— start Dataset content —
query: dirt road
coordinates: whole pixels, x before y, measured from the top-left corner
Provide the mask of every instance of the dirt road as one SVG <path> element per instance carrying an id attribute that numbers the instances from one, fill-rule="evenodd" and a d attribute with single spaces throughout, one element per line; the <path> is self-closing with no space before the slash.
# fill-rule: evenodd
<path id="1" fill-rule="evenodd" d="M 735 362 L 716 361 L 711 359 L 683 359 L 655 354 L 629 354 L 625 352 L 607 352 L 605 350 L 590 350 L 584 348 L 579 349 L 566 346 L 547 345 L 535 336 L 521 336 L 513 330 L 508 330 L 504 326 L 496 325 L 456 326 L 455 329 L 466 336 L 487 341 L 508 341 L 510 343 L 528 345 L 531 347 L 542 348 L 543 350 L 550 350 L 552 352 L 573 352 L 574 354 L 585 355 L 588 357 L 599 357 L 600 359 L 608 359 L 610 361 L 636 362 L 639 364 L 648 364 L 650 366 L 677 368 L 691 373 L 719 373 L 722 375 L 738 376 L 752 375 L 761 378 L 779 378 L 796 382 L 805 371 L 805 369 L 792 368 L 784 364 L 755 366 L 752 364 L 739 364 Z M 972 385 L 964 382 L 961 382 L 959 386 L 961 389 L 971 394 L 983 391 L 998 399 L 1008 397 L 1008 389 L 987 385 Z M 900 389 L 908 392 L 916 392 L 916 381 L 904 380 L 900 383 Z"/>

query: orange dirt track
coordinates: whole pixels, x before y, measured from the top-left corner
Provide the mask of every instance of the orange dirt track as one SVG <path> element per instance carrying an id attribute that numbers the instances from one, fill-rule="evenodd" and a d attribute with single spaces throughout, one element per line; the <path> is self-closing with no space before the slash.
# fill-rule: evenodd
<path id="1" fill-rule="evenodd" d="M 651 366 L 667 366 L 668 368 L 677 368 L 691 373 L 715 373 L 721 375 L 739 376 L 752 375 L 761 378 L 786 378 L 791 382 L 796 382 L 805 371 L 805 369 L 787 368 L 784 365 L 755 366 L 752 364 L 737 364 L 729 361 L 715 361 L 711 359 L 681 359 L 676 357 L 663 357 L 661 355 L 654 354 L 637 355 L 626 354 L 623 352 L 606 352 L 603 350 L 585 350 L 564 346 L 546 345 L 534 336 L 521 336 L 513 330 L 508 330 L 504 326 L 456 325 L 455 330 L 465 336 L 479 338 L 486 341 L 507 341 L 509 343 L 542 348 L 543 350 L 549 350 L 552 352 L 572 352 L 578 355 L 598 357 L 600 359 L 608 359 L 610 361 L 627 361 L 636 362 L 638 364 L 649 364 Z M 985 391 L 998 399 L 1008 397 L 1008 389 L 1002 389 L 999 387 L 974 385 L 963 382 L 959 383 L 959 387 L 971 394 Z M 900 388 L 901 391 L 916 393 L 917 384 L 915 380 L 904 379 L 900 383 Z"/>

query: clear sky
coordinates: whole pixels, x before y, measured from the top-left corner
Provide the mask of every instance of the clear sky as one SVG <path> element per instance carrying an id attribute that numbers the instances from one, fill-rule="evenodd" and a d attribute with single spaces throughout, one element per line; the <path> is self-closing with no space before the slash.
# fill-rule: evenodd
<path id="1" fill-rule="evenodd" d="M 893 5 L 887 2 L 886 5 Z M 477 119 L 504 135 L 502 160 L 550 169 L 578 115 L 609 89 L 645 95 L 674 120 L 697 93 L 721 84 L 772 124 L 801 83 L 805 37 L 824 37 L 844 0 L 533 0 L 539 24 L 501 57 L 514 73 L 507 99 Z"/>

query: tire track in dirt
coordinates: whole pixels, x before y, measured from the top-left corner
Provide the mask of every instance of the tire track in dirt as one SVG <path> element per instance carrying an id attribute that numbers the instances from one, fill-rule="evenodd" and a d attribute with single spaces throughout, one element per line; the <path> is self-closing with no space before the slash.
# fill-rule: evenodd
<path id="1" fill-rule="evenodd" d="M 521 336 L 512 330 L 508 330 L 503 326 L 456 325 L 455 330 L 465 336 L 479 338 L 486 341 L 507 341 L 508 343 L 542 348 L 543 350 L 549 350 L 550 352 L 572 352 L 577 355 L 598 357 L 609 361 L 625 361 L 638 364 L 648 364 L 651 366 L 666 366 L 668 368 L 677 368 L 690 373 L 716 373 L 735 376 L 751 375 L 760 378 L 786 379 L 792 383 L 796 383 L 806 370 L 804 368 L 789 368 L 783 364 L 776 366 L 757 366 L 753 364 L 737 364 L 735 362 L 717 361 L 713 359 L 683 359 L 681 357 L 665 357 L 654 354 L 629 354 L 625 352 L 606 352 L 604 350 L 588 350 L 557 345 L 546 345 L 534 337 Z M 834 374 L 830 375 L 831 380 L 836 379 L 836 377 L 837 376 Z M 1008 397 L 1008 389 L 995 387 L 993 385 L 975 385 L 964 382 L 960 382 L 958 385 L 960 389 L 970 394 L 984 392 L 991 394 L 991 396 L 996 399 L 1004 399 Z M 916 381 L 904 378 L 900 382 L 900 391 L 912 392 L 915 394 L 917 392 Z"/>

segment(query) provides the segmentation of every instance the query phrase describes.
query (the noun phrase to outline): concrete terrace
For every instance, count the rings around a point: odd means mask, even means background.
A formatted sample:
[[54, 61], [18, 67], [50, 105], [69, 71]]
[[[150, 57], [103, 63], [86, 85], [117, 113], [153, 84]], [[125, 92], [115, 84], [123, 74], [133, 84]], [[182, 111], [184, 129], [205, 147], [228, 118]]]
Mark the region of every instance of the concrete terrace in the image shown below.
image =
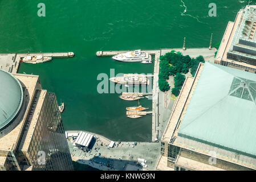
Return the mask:
[[[155, 169], [160, 158], [160, 143], [137, 142], [137, 145], [133, 146], [133, 142], [121, 142], [117, 146], [117, 142], [116, 142], [113, 148], [108, 149], [110, 140], [96, 134], [94, 135], [96, 140], [93, 146], [90, 146], [91, 150], [88, 152], [84, 152], [74, 146], [72, 139], [68, 140], [74, 161], [100, 170]], [[101, 146], [101, 142], [103, 146]], [[100, 156], [98, 156], [100, 153]], [[143, 168], [138, 166], [138, 158], [146, 159], [148, 167]], [[111, 167], [107, 167], [107, 163], [109, 164]]]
— end Dataset content —
Rewrite each line of the rows above as a Markdown table with two columns, No. and Line. Number the lines in order, skip blank lines, and leave the pictures out.

| No. | Line |
|---|---|
| 1 | query: dirt road |
| 2 | coordinates: whole pixels, x before y, measured from the top-left corner |
| 3 | Provide the mask of every instance of the dirt road as one SVG <path> element per instance carrying an id attribute that numbers the instances from one, fill-rule="evenodd" and a d attribute with single spaces throughout, one element per line; the <path> is self-closing with no space before the slash. |
| 4 | # fill-rule: evenodd |
| 5 | <path id="1" fill-rule="evenodd" d="M 735 362 L 716 361 L 711 359 L 683 359 L 655 354 L 629 354 L 625 352 L 607 352 L 605 350 L 590 350 L 584 348 L 579 349 L 566 346 L 547 345 L 535 336 L 521 336 L 513 330 L 508 330 L 504 326 L 496 325 L 456 326 L 455 329 L 466 336 L 487 341 L 508 341 L 510 343 L 528 345 L 531 347 L 542 348 L 543 350 L 550 350 L 552 352 L 573 352 L 574 354 L 585 355 L 588 357 L 599 357 L 600 359 L 608 359 L 610 361 L 636 362 L 639 364 L 648 364 L 650 366 L 677 368 L 691 373 L 719 373 L 722 375 L 738 376 L 752 375 L 761 378 L 779 378 L 796 382 L 805 371 L 805 369 L 792 368 L 784 364 L 755 366 L 752 364 L 739 364 Z M 972 385 L 964 382 L 961 382 L 959 386 L 961 389 L 971 394 L 983 391 L 998 399 L 1008 397 L 1008 389 L 987 385 Z M 900 389 L 908 392 L 916 392 L 916 381 L 904 380 L 900 383 Z"/> |
| 6 | query: orange dirt track |
| 7 | coordinates: whole pixels, x before y, measured from the top-left corner |
| 8 | Provide the mask of every instance of the orange dirt track as one SVG <path> element per instance carrying an id attribute that numbers the instances from one, fill-rule="evenodd" and a d attribute with single spaces throughout, one element per line; the <path> is self-closing with no space before the slash. |
| 9 | # fill-rule: evenodd |
| 10 | <path id="1" fill-rule="evenodd" d="M 651 366 L 667 366 L 668 368 L 677 368 L 691 373 L 715 373 L 721 375 L 739 376 L 752 375 L 761 378 L 786 378 L 791 382 L 796 382 L 805 371 L 805 369 L 787 368 L 784 365 L 755 366 L 752 364 L 737 364 L 729 361 L 715 361 L 711 359 L 681 359 L 676 357 L 663 357 L 661 355 L 654 354 L 637 355 L 626 354 L 623 352 L 606 352 L 603 350 L 585 350 L 564 346 L 546 345 L 534 336 L 521 336 L 513 330 L 508 330 L 504 326 L 456 325 L 455 330 L 465 336 L 479 338 L 486 341 L 507 341 L 509 343 L 542 348 L 543 350 L 549 350 L 552 352 L 572 352 L 578 355 L 598 357 L 600 359 L 608 359 L 610 361 L 627 361 L 636 362 L 638 364 L 649 364 Z M 985 391 L 998 399 L 1008 397 L 1008 389 L 1002 389 L 999 387 L 974 385 L 963 382 L 959 383 L 959 387 L 971 394 Z M 900 388 L 901 391 L 916 393 L 917 384 L 915 380 L 904 379 L 900 383 Z"/> |
| 11 | query: clear sky |
| 12 | coordinates: whole pixels, x before y, measured from the top-left corner |
| 13 | Provide the mask of every instance of the clear sky as one SVG <path> element per instance carrying an id attribute that numbers the instances from one, fill-rule="evenodd" and a d attribute with single spaces throughout, one element per line; the <path> is self-closing with no space before the slash. |
| 14 | # fill-rule: evenodd |
| 15 | <path id="1" fill-rule="evenodd" d="M 893 5 L 887 2 L 886 5 Z M 477 119 L 504 135 L 502 160 L 550 169 L 578 115 L 609 89 L 645 95 L 674 120 L 697 93 L 721 84 L 772 124 L 801 83 L 805 37 L 824 37 L 844 0 L 533 0 L 539 24 L 501 57 L 514 73 L 507 99 Z"/> |
| 16 | query: tire track in dirt |
| 17 | coordinates: whole pixels, x before y, measured from the top-left corner |
| 18 | Provide the mask of every instance of the tire track in dirt as one SVG <path> element per instance carrying an id attribute that numbers the instances from one, fill-rule="evenodd" and a d attribute with single spaces throughout, one element per line; the <path> is self-closing with no space before the slash. |
| 19 | # fill-rule: evenodd |
| 20 | <path id="1" fill-rule="evenodd" d="M 521 336 L 512 330 L 508 330 L 503 326 L 456 325 L 455 330 L 465 336 L 479 338 L 486 341 L 507 341 L 508 343 L 542 348 L 543 350 L 549 350 L 550 352 L 572 352 L 577 355 L 598 357 L 609 361 L 625 361 L 638 364 L 648 364 L 651 366 L 666 366 L 668 368 L 677 368 L 690 373 L 716 373 L 735 376 L 751 375 L 760 378 L 786 379 L 792 383 L 796 383 L 806 370 L 804 368 L 789 368 L 783 364 L 776 366 L 757 366 L 753 364 L 737 364 L 735 362 L 717 361 L 713 359 L 683 359 L 681 357 L 665 357 L 654 354 L 629 354 L 625 352 L 606 352 L 604 350 L 588 350 L 557 345 L 546 345 L 534 337 Z M 834 374 L 830 375 L 831 380 L 836 379 L 836 377 L 837 376 Z M 1008 397 L 1008 389 L 995 387 L 993 385 L 975 385 L 964 382 L 960 382 L 958 385 L 960 389 L 970 394 L 984 392 L 991 394 L 991 396 L 996 399 L 1004 399 Z M 916 381 L 904 378 L 900 382 L 900 391 L 912 392 L 915 394 L 917 392 Z"/> |
| 21 | segment(query) provides the segmentation of every instance the query phrase describes. |
| 22 | query (the noun phrase to outline): concrete terrace |
| 23 | For every instance, count the rings around a point: odd means mask, even means background. |
| 24 | A formatted sample: |
| 25 | [[54, 61], [18, 67], [50, 105], [69, 71]] |
| 26 | [[[150, 57], [103, 63], [86, 85], [117, 113], [153, 84]], [[125, 92], [115, 84], [123, 74], [133, 84]], [[182, 111], [184, 129], [205, 147], [228, 118]]] |
| 27 | Mark the region of every instance of the concrete terrace in the image shown below. |
| 28 | image = |
| 29 | Return the mask: |
| 30 | [[[155, 169], [160, 158], [160, 143], [137, 142], [137, 145], [133, 146], [133, 142], [121, 142], [117, 146], [117, 142], [116, 142], [113, 148], [108, 149], [110, 140], [96, 134], [94, 135], [96, 140], [93, 146], [90, 146], [91, 150], [88, 152], [84, 152], [74, 146], [72, 139], [68, 140], [74, 161], [100, 170]], [[101, 146], [101, 142], [103, 146]], [[100, 156], [98, 156], [100, 153]], [[143, 168], [138, 166], [138, 158], [146, 159], [148, 167]], [[111, 167], [107, 167], [107, 163], [109, 164]]] |